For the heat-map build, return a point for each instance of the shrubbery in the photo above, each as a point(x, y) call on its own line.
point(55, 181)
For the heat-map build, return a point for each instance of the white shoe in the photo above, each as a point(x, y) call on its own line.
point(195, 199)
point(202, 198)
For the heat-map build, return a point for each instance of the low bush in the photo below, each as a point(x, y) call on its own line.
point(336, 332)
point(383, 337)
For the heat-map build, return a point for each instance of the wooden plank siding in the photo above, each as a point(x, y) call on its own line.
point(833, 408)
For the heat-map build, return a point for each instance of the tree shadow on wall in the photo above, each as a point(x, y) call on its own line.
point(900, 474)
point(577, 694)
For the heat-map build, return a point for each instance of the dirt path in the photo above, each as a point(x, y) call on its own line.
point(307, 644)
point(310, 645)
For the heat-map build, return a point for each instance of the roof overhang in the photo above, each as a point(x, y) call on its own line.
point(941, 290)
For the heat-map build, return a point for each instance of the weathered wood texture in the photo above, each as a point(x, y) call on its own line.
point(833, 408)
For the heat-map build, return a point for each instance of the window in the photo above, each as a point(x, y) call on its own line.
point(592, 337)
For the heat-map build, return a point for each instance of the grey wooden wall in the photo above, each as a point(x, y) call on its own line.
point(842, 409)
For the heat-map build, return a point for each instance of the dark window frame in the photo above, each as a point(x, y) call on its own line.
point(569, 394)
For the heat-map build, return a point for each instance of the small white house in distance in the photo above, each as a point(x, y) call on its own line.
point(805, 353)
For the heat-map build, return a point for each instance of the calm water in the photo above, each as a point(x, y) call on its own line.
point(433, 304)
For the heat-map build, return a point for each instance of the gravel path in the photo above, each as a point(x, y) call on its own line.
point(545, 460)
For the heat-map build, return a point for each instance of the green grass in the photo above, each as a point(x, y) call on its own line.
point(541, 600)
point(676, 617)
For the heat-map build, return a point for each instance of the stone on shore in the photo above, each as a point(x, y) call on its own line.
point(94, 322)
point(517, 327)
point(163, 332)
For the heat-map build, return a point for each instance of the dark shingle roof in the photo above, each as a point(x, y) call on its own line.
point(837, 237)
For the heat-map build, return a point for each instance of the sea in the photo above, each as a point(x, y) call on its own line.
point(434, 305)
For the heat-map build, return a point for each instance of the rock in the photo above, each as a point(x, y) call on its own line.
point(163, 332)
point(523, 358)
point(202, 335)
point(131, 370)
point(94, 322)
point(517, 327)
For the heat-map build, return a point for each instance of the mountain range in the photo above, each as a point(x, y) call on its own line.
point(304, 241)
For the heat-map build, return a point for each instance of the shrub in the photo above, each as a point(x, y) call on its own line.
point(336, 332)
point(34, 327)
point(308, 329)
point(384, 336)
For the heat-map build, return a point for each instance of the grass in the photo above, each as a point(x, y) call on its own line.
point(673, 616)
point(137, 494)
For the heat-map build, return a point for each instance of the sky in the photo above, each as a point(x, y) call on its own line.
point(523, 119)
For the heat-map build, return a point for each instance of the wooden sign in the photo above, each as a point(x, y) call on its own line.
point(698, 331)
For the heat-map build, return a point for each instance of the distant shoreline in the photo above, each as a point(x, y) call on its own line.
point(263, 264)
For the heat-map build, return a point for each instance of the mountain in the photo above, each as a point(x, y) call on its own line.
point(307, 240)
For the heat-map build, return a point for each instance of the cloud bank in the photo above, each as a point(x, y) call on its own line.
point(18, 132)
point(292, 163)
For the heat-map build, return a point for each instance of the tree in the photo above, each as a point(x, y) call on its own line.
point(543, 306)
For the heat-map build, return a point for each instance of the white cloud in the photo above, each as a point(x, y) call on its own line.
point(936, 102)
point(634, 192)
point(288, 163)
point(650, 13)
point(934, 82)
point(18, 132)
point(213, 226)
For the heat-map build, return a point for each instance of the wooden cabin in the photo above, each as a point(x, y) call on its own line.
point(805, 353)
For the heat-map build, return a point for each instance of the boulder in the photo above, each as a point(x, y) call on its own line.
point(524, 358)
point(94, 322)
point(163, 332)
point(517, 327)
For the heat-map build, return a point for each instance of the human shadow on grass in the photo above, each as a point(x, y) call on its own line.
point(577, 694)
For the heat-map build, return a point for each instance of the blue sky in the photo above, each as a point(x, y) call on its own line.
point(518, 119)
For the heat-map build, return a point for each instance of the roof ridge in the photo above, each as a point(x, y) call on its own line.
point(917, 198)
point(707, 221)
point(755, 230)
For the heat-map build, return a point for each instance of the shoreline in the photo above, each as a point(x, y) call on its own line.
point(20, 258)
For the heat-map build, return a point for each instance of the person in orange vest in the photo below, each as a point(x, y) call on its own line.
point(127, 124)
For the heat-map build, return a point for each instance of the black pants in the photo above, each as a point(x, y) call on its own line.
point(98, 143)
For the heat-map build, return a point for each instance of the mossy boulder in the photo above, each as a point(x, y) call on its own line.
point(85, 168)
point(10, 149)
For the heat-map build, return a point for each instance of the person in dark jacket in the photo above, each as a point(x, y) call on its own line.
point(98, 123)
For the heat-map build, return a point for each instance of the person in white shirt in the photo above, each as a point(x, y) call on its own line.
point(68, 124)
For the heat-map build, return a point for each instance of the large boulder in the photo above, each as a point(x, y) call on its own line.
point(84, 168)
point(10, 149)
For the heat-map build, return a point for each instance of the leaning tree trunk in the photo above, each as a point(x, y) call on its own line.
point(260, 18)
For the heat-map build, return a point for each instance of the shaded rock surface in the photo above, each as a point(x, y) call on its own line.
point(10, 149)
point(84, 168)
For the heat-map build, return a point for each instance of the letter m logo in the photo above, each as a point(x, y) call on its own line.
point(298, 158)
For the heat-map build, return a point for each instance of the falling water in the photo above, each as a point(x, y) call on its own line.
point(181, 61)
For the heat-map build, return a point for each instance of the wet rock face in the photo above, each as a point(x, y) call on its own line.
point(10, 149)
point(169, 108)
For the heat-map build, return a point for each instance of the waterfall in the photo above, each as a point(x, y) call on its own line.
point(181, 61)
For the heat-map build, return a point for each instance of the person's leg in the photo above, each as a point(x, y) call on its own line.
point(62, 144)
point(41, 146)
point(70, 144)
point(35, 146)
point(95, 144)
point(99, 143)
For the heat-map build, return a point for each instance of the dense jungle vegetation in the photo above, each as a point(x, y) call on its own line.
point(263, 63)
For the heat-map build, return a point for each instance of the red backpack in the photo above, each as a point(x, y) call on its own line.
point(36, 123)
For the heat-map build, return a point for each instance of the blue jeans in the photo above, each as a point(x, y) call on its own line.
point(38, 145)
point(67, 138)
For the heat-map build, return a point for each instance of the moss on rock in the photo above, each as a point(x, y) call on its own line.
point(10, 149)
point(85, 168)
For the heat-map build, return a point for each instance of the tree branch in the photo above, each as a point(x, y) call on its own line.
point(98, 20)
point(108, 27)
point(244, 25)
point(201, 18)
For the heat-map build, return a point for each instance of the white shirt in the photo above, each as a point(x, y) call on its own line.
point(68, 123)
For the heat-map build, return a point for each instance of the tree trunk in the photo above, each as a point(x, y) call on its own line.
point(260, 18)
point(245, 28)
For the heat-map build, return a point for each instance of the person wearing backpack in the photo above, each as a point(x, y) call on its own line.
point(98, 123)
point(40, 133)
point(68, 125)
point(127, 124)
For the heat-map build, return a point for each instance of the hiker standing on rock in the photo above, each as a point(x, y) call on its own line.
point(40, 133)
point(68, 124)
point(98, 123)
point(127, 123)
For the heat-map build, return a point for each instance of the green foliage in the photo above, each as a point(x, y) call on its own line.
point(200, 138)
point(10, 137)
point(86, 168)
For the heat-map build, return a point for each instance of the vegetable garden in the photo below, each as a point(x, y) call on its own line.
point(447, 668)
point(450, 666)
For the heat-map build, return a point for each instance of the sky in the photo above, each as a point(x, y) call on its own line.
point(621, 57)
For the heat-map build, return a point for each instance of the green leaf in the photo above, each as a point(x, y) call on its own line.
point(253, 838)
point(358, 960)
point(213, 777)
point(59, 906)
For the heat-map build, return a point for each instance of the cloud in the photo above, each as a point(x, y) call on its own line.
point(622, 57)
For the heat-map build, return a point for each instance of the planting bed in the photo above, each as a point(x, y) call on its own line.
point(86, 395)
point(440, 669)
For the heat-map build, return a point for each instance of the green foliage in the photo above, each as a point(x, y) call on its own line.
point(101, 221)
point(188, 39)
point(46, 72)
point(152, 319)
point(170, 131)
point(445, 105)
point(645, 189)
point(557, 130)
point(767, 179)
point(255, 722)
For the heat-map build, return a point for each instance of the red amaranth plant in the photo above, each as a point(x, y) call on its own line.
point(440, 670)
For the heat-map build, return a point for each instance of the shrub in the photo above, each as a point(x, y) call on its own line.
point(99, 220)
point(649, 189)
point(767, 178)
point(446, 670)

§ §

Directions for this task
Only the lines from the one containing "the green leaf" through the end of the records above belong in the answer, each exactly as written.

Exercise answer
For the heat-map build, return a point for each instance of the green leaf in the photo above, each as a point(x, y) call on its own line.
point(253, 838)
point(358, 960)
point(213, 777)
point(59, 906)
For the heat-map build, return a point for each instance of the cloud in the photo above, each as a point(x, y) call on its own line.
point(622, 57)
For the heat-map build, return a point for each instance of the planting bed in the photo above, each as a point(x, y) call on its own line.
point(86, 395)
point(440, 669)
For the heat-map build, return a point for each instance of the green foliage in the photo above, each as a point(x, y) call on its own line.
point(101, 221)
point(188, 39)
point(46, 72)
point(152, 319)
point(170, 131)
point(445, 105)
point(645, 189)
point(557, 130)
point(767, 179)
point(255, 722)
For the heat-map build, return a point for each instance of the red amaranth plant in the photo above, each as a point(x, y) call on its own line.
point(440, 670)
For the heat-map build, return a point for each instance of the shrub in the photo above, each as a point(x, y) call on its own line.
point(99, 220)
point(649, 189)
point(767, 178)
point(446, 670)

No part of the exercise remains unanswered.